= What you need to do =
In the food blog excerpt, reproduce word for word the part that opens with the words containing "1. Every winter" and closes with "done the job.".

--- Start of Passage provided ---

Danielle founded Edinburgh Foody in 2010. Having qualified as a professional bread baker in France in 2014, she is now on a new adventure in Gloucestershire. Check out severnbites.com Look out for occasional posts for Edinburgh Foody

24 Comments

  1. Every winter when I was a kid my father would make potato candy, taffy and chocolate fudge. He would have all three kids “helping” him and it must have taken all day because we all got a turn and each felt like we’d really done the job.

    Once the candy was done he would plate it up and each of us would carry a small plate with one piece and take it to my mother. She’d gush and tell us how clever we were.

    THEN we got to eat them. I can’t eat a peppermint patty today without thinking of my father and what terrific dad he was.

  2. Susan McNaughton

    Bananas. Yup, bananas. Major food memory.

--- End of Passage provided ---
--- Start of Stored data ---

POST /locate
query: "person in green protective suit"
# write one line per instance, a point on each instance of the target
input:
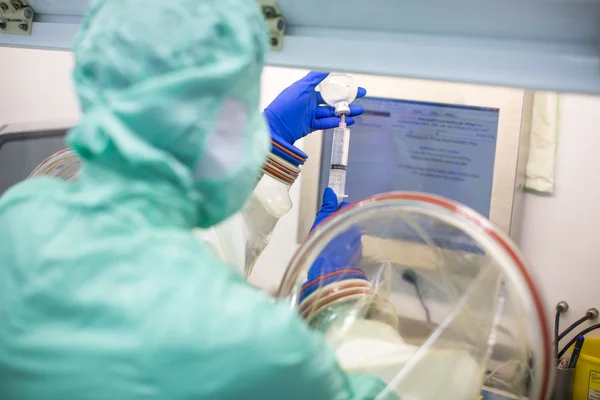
(105, 292)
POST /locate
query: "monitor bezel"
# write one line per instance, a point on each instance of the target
(514, 124)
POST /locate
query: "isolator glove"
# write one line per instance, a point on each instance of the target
(300, 110)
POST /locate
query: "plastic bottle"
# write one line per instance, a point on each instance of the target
(339, 90)
(240, 240)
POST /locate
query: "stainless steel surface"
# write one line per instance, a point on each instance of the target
(511, 149)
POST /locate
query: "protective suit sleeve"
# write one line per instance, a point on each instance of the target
(262, 347)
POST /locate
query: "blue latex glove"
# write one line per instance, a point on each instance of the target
(299, 110)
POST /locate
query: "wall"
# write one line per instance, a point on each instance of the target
(559, 236)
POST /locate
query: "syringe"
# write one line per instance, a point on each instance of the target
(339, 159)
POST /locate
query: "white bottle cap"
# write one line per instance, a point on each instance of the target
(343, 107)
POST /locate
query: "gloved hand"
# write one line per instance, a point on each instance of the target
(299, 110)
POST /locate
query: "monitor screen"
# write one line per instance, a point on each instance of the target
(442, 149)
(21, 153)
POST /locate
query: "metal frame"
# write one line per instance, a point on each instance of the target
(534, 44)
(511, 149)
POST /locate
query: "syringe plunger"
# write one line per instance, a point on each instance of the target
(339, 161)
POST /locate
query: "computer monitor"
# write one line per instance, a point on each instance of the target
(464, 142)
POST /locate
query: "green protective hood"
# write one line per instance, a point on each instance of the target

--- End of Stored data ---

= Finished answer =
1. Every winter when I was a kid my father would make potato candy, taffy and chocolate fudge. He would have all three kids “helping” him and it must have taken all day because we all got a turn and each felt like we’d really done the job.